Permintaan Tertulis A: Tulis ulang tanpa perubahan sedikit pun hanya bagian catatan yang diawali baris berisi "the nose bridge." dan diakhiri baris berisi "[313,233,330,249]"; kedua baris itu ikut disertakan.

Teks Bacaan:
Memperingati Hari Bumi: Silang Sengkarut Keberadaan Hutan Indonesia

Haryanto*))
Pada tanggal 4 Februari 2008 adalah hari bersejarah bagi keruntuhan hutan lindung dan hutan produksi di Indonesia, yang berarti juga fase baru dimana penebangan dan perusakan hutan dilegalkan oleh pemerintah. Pada hari tersebut presiden SBY menandatangani Peraturan Presiden Nomor 02 tahun 2008 yang mengatur tentang pengenaan tarif hutan lindung dan hutan produksi untuk kegiatan komersil. Dalam aturan tersebut menetapkan tarif sewa hutan yang bekisar antara Rp. 1,2 juta hingga Rp. 3 juta/hektare/tahun atau sama dengan Rp. 120 hingga Rp. 300/meter/tahun. Sebuah angka yang fantastis.
Kebijakan tersebut sejatinya menandakan bahwa kepentingan ekonomi lebih penting daripada melestarikan lingkungan. Padahal, pada milennium ketiga ini, kehidupan umat manusia dihadapkan kepada bencana global yang bersumber dari kehancuran ekologi. Jutaan hektare hutan telah berubah menjadi gedung-gedung, jalan tol, rumah dan ladang pertanian penduduk, yang mengakibatkan bencana banjir dan longsor di musim penghujan serta kekeringan di musim kemarau.
Apakah hal ini menandakan bahwa sejarah peradaban manusia (modern) akan segera berakhir karena ditelan oleh kemarahan alam yang ganas? Peradaban modern yang dihembuskan semenjak 7 abad silam memang telah memabawa dampak negatif yang kian menakutkan bagi kehidupan. Paradigma antroposentrisme sebagai pondasi peradaban modern bergulir begitu massifnya hingga membuat manusia lupa bahwa eksistensinya amat bergantung dengan eksistensi ekologis yang memiliki kepastian hukum, yaitu keseimbangan.
Kini, keseimbangan itu telah sirna. Obsesi manusia untuk membangun peradaban dengan berbasis pada kekuatan industri yang eksploitatif dan kedigdayaan iptek yang free value yang didukung dengan kebijakan politik anti lingkungan telah menjadikan species manusia diambang kepunahan. Lapisan ozone yang menjadi perisai bumi telah rusak akibat zat cemar fluoro-chloro-carbon yang merupakan kreativitas manusia sendiri. Kadar racun karbon hasil pembakaran minyak bumi, batu bara dan gas bak “selimut” membalut bumi hingga menahan udara panas melepas ke langit dan menjadikan suhu bumi semakin panas.

Permintaan Tertulis B: Teruskan tulisan tentang keberadaan hutan Indonesia di atas, dimulai setelah kalimat terakhirnya.

Data Kerja:
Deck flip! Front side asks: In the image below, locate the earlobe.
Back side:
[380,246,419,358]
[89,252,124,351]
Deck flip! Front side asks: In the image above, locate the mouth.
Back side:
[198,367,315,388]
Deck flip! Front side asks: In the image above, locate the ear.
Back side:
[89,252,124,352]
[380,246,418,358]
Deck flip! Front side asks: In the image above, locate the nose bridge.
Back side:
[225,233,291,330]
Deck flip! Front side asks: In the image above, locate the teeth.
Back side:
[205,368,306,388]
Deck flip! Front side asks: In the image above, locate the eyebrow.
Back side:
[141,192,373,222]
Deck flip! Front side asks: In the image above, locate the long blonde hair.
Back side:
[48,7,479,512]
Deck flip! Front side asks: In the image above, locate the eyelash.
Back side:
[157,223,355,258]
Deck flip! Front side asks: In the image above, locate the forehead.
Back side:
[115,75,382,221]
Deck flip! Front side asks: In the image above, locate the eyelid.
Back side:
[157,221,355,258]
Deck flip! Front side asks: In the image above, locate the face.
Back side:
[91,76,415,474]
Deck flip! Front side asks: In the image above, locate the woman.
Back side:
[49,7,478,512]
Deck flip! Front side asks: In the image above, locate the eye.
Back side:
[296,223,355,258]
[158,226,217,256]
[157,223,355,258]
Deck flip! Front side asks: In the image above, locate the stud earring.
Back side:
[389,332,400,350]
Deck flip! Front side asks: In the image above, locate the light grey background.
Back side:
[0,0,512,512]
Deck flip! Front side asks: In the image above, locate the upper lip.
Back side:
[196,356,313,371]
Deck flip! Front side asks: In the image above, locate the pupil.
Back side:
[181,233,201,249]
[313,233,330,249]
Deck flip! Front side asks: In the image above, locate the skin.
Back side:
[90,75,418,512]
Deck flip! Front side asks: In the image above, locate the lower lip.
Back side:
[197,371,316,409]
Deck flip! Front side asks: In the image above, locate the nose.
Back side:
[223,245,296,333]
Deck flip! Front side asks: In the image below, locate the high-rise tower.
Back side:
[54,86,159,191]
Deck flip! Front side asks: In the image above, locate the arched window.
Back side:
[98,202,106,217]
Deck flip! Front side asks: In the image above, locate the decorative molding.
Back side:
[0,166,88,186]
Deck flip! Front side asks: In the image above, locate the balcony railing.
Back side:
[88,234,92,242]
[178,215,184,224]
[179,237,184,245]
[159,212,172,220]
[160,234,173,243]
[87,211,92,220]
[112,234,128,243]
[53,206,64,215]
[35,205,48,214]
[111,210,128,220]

Jawaban Tertulis A:
Deck flip! Front side asks: In the image above, locate the nose bridge.
Back side:
[225,233,291,330]
Deck flip! Front side asks: In the image above, locate the teeth.
Back side:
[205,368,306,388]
Deck flip! Front side asks: In the image above, locate the eyebrow.
Back side:
[141,192,373,222]
Deck flip! Front side asks: In the image above, locate the long blonde hair.
Back side:
[48,7,479,512]
Deck flip! Front side asks: In the image above, locate the eyelash.
Back side:
[157,223,355,258]
Deck flip! Front side asks: In the image above, locate the forehead.
Back side:
[115,75,382,221]
Deck flip! Front side asks: In the image above, locate the eyelid.
Back side:
[157,221,355,258]
Deck flip! Front side asks: In the image above, locate the face.
Back side:
[91,76,415,474]
Deck flip! Front side asks: In the image above, locate the woman.
Back side:
[49,7,478,512]
Deck flip! Front side asks: In the image above, locate the eye.
Back side:
[296,223,355,258]
[158,226,217,256]
[157,223,355,258]
Deck flip! Front side asks: In the image above, locate the stud earring.
Back side:
[389,332,400,350]
Deck flip! Front side asks: In the image above, locate the light grey background.
Back side:
[0,0,512,512]
Deck flip! Front side asks: In the image above, locate the upper lip.
Back side:
[196,356,313,371]
Deck flip! Front side asks: In the image above, locate the pupil.
Back side:
[181,233,201,249]
[313,233,330,249]

Jawaban Tertulis B:
Hutan yang seharusnya meneduhkan bumi terus dijarah oleh penjahat-penjahat kelas kakap demi kepentingan produksi atau pengakumulasian modal. Polisi-polisi hutan pun dengan mudahnya disirep oleh jampi-jampi keuntungan berlapis sehingga membuatnya tertidur dari kewajibannya menjaga hutan. Dan akhirnya, kasus illegal logging tetap berlangsung secara terus-menerus hingga hutan menjadi plontos.

Indonesia: Bangsa yang Rumit
Keberadaan Indonesia sebagai negara berkembang dengan frekuensi pertumbuhan penduduk yang tinggi memang memaksa bangsa ini untuk “memanfaatkan” hutan secara berlebih. Belum lagi merebaknya penduduk miskin yang tak kunjung mencapai taraf hidup layak telah dengan sadar menjadi “budak-budak” pengusaha kayu demi bertahan hidup. Dengan demikian, betapa pun upaya peremajaan dan perlindungan hutan yang digalakkan, jika pertumbuhan penduduk dan orang miskin masih tinggi, hutan akan tetap menjadi korban.
Berubahnya hutan di kawasan gunung Sindoro-Sumbing (yang nyaris habis hingga mencapai puncak) menjadi ladang pertanian penduduk adalah contoh real bahwa masyarakat Indonesia amat tergantung dengan hutan untuk bertahan hidup. Begitu pula yang terjadi di Riau, tak kurang dari 200.000 hektare hutan menghilang tiap tahunnya.
Adakah Jalan Keluar? Meningkatan pendapatan penduduk atau menyelamatkan hutan? Memilih salah satu diantara kedua pilihan tersebut sama saja hasilnya, yaitu kehancuran peradaban manusia. Karena manusia tak mungkin hidup dengan baik tanpa kemapanan ekonomi dan kelestarian hutan. Maka dari itu, Bangsa ini harus berjuang lebih keras untuk merumuskan pembangunan yang terintegrasi antara kesejahteraan dengan keasrian.
Paradigma integratif harus digulirkan terus-menerus sebagai antitesa dari paradigma antroposentris, bahwa manusia dan alam semesta adalah satu kesatuan yang tak bisa dipisahkan. Karena manusia tanpa alam semesta adalah sama halnya dengan kematian. Bencana alam yang datang bertubi-tubi seharusnya sudah cukup menjadi pelecut yang keras untuk menyadarkan kita mengenai betapa pentingnya menyelamatkan populasi hutan sebagai bagian yang elementer dari keseimbangan alam semesta.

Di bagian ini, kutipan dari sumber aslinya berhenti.